*WHAT TO WORK ON*: Take every line from the material that has the word "beak" in it.
# # # #
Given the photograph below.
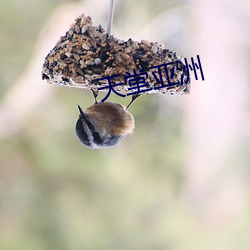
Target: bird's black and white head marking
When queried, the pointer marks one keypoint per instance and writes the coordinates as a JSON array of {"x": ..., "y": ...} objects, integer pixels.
[{"x": 91, "y": 138}]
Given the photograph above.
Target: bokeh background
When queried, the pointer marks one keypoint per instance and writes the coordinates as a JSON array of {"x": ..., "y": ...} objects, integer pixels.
[{"x": 180, "y": 182}]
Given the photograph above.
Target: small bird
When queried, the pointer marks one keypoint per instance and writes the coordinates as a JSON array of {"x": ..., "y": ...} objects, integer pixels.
[{"x": 104, "y": 124}]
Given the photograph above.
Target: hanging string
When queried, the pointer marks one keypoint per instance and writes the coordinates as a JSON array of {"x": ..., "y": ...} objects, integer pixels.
[{"x": 110, "y": 15}]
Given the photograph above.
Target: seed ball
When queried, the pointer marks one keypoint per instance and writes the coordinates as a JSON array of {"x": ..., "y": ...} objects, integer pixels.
[{"x": 98, "y": 61}]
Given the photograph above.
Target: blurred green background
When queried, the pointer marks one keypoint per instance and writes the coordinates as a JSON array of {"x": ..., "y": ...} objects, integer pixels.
[{"x": 181, "y": 181}]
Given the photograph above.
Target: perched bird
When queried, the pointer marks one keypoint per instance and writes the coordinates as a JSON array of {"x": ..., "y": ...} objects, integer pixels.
[{"x": 104, "y": 124}]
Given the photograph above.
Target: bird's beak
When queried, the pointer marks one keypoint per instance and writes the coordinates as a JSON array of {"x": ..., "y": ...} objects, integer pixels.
[{"x": 82, "y": 115}]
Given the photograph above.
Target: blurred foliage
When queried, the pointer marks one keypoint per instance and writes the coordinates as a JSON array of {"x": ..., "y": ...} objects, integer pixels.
[{"x": 56, "y": 194}]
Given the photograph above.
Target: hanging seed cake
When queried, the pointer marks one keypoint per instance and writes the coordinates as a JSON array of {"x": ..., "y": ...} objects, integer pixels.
[{"x": 87, "y": 53}]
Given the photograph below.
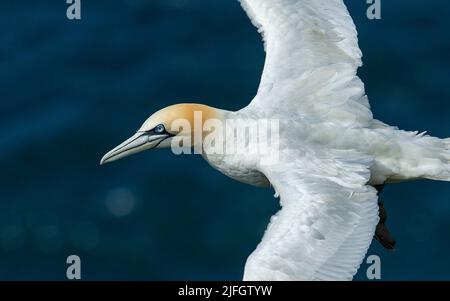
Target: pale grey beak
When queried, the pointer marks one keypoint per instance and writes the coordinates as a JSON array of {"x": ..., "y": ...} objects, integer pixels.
[{"x": 138, "y": 143}]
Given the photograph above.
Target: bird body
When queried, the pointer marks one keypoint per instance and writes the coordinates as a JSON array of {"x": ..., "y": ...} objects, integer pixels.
[{"x": 327, "y": 152}]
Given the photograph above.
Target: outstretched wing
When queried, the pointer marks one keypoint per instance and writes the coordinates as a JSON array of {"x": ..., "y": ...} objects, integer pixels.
[
  {"x": 311, "y": 61},
  {"x": 326, "y": 223}
]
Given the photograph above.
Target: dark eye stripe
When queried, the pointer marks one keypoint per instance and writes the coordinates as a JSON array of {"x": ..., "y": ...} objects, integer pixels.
[{"x": 160, "y": 129}]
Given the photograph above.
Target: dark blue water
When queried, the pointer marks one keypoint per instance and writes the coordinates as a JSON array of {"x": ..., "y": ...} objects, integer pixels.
[{"x": 72, "y": 90}]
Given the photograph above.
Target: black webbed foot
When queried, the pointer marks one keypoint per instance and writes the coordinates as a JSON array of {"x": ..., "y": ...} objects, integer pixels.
[{"x": 382, "y": 234}]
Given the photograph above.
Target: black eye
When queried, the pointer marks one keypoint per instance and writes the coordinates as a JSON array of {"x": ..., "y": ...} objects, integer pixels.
[{"x": 159, "y": 129}]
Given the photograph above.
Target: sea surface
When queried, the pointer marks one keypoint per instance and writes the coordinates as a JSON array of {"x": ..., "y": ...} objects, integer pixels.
[{"x": 72, "y": 90}]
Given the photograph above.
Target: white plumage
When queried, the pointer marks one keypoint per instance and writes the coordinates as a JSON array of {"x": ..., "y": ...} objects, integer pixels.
[
  {"x": 331, "y": 151},
  {"x": 331, "y": 147}
]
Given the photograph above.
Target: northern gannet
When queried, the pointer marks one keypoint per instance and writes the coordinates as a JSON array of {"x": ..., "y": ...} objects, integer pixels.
[{"x": 333, "y": 156}]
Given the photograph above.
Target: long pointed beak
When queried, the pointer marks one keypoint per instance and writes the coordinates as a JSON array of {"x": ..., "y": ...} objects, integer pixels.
[{"x": 137, "y": 143}]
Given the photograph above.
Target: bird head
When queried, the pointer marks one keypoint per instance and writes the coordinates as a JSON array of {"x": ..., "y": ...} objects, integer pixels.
[{"x": 158, "y": 131}]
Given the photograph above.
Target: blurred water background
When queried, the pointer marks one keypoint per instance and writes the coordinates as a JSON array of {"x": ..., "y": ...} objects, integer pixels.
[{"x": 71, "y": 90}]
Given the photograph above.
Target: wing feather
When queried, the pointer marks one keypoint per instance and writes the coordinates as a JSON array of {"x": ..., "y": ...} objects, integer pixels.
[
  {"x": 326, "y": 223},
  {"x": 311, "y": 61}
]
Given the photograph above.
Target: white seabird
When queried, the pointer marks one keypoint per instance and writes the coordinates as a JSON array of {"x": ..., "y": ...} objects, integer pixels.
[{"x": 332, "y": 151}]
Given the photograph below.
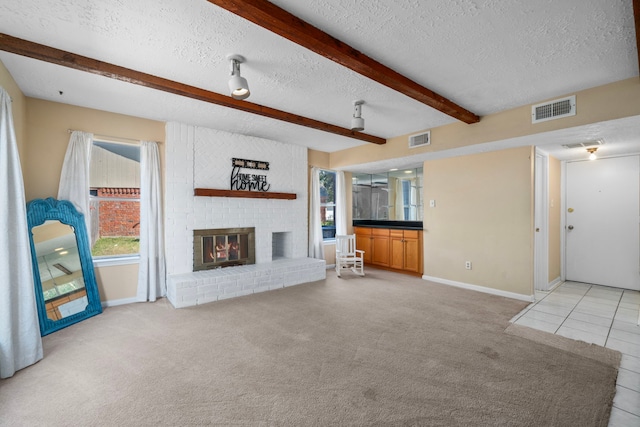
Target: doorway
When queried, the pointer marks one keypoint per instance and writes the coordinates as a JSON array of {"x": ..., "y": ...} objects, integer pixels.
[
  {"x": 602, "y": 214},
  {"x": 541, "y": 219}
]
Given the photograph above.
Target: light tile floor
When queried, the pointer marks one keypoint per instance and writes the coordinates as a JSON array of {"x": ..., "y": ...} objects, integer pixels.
[{"x": 600, "y": 315}]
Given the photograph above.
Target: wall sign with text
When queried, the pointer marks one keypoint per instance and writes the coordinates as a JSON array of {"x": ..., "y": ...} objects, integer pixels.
[{"x": 241, "y": 180}]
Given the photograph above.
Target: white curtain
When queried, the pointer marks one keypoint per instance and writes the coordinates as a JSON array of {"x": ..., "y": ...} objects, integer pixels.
[
  {"x": 316, "y": 247},
  {"x": 20, "y": 342},
  {"x": 341, "y": 204},
  {"x": 151, "y": 273},
  {"x": 74, "y": 178}
]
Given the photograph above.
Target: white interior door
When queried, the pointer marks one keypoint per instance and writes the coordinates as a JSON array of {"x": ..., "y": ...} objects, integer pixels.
[
  {"x": 541, "y": 213},
  {"x": 601, "y": 222}
]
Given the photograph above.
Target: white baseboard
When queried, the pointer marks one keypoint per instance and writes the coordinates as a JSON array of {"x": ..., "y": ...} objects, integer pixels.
[
  {"x": 115, "y": 302},
  {"x": 528, "y": 298},
  {"x": 554, "y": 283}
]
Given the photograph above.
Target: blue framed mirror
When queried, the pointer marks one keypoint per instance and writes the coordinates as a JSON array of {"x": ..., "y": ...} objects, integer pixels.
[{"x": 65, "y": 284}]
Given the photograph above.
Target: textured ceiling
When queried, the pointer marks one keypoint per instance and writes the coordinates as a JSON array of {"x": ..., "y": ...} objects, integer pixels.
[{"x": 486, "y": 56}]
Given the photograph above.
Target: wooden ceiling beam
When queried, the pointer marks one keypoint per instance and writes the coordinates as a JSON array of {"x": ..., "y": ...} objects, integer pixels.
[
  {"x": 279, "y": 21},
  {"x": 636, "y": 18},
  {"x": 83, "y": 63}
]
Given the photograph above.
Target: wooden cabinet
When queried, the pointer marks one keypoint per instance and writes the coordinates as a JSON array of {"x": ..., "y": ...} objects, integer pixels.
[
  {"x": 406, "y": 250},
  {"x": 395, "y": 249},
  {"x": 380, "y": 246},
  {"x": 375, "y": 244},
  {"x": 363, "y": 242}
]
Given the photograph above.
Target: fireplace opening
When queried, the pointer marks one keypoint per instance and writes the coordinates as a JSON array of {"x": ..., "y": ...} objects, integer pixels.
[{"x": 223, "y": 247}]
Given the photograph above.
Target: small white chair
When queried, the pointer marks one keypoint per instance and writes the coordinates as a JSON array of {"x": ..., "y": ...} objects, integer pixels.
[{"x": 347, "y": 256}]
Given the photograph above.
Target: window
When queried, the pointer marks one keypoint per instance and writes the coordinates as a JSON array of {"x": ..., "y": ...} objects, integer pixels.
[
  {"x": 328, "y": 204},
  {"x": 114, "y": 199}
]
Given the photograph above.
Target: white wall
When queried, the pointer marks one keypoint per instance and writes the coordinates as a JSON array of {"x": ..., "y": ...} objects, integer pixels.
[{"x": 198, "y": 157}]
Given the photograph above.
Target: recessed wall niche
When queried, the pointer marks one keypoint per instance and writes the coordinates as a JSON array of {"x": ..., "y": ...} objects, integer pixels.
[{"x": 394, "y": 195}]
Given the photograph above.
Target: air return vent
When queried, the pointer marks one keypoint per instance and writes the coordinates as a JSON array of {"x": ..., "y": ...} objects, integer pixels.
[
  {"x": 420, "y": 139},
  {"x": 587, "y": 144},
  {"x": 554, "y": 109}
]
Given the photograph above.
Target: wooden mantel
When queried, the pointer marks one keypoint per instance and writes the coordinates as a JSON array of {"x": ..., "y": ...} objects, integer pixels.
[{"x": 210, "y": 192}]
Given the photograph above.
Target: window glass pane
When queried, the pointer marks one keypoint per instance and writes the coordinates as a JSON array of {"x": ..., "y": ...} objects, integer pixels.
[
  {"x": 115, "y": 198},
  {"x": 327, "y": 204}
]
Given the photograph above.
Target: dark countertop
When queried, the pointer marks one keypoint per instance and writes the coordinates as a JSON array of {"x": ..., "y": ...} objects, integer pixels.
[{"x": 400, "y": 225}]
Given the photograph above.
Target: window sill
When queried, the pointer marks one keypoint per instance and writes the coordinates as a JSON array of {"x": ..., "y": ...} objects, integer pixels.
[{"x": 112, "y": 261}]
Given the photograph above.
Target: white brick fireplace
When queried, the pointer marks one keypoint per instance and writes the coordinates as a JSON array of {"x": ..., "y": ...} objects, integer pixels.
[{"x": 198, "y": 157}]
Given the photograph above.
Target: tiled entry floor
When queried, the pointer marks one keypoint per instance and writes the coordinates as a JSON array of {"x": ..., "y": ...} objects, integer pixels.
[{"x": 600, "y": 315}]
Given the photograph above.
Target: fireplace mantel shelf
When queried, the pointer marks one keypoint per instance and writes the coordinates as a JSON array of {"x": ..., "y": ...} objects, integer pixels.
[{"x": 210, "y": 192}]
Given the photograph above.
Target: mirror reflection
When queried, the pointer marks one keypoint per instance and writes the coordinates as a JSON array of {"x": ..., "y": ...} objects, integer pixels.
[
  {"x": 60, "y": 269},
  {"x": 395, "y": 195}
]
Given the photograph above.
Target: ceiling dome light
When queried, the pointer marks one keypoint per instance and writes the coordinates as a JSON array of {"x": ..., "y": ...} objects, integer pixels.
[
  {"x": 357, "y": 122},
  {"x": 237, "y": 84}
]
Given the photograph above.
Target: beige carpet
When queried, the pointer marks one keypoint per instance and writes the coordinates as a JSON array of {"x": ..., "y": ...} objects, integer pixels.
[{"x": 383, "y": 350}]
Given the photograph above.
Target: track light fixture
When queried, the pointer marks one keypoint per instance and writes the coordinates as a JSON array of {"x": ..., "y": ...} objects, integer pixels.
[
  {"x": 357, "y": 122},
  {"x": 237, "y": 84}
]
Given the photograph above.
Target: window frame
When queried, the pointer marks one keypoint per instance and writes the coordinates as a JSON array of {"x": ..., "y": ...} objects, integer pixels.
[
  {"x": 328, "y": 205},
  {"x": 120, "y": 259}
]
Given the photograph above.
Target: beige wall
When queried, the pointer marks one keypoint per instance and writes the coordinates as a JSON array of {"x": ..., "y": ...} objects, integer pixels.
[
  {"x": 554, "y": 218},
  {"x": 483, "y": 214},
  {"x": 608, "y": 102},
  {"x": 47, "y": 140},
  {"x": 19, "y": 110},
  {"x": 117, "y": 282}
]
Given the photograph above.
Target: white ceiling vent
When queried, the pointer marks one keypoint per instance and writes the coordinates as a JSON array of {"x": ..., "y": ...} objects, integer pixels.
[
  {"x": 587, "y": 144},
  {"x": 420, "y": 140},
  {"x": 554, "y": 109}
]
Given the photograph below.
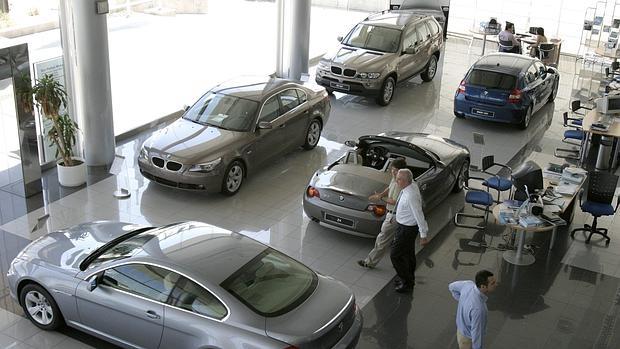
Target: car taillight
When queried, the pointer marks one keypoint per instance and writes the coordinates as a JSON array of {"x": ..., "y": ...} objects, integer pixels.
[
  {"x": 515, "y": 96},
  {"x": 313, "y": 192},
  {"x": 461, "y": 88},
  {"x": 377, "y": 210}
]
# # # #
*SOLUTION TO THIS EXERCISE*:
Target: bird's beak
Target: pale grey beak
Target: long pointed beak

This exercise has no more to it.